Objective —
Which of the lines below contain the string "grass"? Report each such line in full, matching case exactly.

══════

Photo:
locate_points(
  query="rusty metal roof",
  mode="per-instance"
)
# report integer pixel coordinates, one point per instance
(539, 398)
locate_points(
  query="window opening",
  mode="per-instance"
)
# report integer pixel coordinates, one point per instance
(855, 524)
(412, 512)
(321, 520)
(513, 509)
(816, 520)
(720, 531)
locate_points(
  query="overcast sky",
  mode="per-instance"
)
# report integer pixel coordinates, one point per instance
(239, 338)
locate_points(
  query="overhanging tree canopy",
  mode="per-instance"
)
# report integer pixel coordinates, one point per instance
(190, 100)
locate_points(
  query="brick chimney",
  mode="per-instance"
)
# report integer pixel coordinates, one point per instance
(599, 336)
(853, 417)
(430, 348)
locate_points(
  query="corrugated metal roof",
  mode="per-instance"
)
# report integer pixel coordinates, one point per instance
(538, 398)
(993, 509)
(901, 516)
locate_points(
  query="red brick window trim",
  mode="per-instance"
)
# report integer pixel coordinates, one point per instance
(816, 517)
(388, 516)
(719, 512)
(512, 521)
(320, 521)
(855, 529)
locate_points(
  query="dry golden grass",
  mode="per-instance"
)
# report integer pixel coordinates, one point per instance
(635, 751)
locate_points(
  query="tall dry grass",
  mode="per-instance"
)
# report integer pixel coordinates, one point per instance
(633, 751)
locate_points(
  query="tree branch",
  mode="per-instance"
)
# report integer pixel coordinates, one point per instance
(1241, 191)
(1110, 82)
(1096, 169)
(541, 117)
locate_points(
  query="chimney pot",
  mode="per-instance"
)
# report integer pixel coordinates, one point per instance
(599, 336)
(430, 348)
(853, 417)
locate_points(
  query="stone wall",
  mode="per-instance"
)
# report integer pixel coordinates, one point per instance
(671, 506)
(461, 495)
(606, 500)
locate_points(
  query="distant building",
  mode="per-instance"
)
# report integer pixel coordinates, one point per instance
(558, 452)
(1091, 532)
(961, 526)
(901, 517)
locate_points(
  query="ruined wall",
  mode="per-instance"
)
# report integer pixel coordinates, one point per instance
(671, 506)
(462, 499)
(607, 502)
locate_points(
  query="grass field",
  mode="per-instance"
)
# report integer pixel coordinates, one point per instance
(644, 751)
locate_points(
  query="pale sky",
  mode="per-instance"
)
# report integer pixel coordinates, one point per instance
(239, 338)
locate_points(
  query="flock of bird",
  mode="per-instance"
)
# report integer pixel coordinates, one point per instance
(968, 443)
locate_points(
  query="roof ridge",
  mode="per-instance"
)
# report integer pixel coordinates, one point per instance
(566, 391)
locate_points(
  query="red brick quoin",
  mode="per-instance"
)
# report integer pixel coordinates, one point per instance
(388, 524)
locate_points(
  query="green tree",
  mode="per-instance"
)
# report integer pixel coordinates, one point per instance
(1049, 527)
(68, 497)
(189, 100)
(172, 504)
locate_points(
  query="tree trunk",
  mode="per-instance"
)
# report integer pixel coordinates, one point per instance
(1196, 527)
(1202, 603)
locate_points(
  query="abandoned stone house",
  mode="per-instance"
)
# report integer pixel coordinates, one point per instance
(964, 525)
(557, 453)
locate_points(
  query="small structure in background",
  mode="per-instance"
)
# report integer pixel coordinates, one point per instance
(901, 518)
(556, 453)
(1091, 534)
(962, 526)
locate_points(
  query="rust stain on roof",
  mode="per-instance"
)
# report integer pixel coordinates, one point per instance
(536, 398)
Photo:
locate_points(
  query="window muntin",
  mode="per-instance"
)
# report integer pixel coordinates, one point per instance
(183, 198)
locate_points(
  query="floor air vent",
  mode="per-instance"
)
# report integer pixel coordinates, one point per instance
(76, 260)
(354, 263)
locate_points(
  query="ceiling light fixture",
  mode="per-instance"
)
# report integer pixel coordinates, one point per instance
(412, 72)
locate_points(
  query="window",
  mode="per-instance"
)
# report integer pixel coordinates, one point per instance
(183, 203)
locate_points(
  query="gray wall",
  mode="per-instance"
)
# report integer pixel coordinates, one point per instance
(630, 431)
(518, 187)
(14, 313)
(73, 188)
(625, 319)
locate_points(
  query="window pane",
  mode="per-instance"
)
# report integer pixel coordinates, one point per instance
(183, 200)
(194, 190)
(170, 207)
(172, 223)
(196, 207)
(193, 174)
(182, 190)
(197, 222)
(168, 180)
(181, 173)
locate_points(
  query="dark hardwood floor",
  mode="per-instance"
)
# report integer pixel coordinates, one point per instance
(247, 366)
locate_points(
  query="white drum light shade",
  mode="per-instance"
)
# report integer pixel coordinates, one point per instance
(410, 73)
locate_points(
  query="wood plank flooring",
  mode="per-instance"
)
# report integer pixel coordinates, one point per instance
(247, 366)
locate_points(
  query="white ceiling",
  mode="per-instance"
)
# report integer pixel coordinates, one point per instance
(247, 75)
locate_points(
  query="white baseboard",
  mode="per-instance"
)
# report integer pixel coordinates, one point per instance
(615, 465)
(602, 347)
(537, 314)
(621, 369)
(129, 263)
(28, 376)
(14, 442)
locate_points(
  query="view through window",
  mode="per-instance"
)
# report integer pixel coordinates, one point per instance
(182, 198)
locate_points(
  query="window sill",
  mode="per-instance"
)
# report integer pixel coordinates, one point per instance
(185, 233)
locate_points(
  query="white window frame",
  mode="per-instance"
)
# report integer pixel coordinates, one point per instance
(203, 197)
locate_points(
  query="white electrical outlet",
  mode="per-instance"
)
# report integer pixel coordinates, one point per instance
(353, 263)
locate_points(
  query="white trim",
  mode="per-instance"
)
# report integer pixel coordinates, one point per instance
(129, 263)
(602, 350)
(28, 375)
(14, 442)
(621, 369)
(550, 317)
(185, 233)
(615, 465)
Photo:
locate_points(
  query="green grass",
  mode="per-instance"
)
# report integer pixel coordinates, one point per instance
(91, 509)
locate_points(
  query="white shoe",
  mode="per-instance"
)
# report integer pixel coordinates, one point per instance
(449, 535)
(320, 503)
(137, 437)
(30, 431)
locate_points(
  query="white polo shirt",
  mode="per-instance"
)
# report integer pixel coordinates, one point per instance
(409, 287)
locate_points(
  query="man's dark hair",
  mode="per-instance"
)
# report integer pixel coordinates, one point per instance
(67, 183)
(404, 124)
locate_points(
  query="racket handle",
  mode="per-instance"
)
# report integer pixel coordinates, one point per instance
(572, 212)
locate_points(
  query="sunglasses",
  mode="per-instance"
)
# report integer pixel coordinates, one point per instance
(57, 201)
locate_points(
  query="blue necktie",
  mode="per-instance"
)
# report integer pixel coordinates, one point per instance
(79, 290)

══════

Reply —
  query="dry golden grass",
  query="tall dry grass",
  query="grass field",
  query="green grass",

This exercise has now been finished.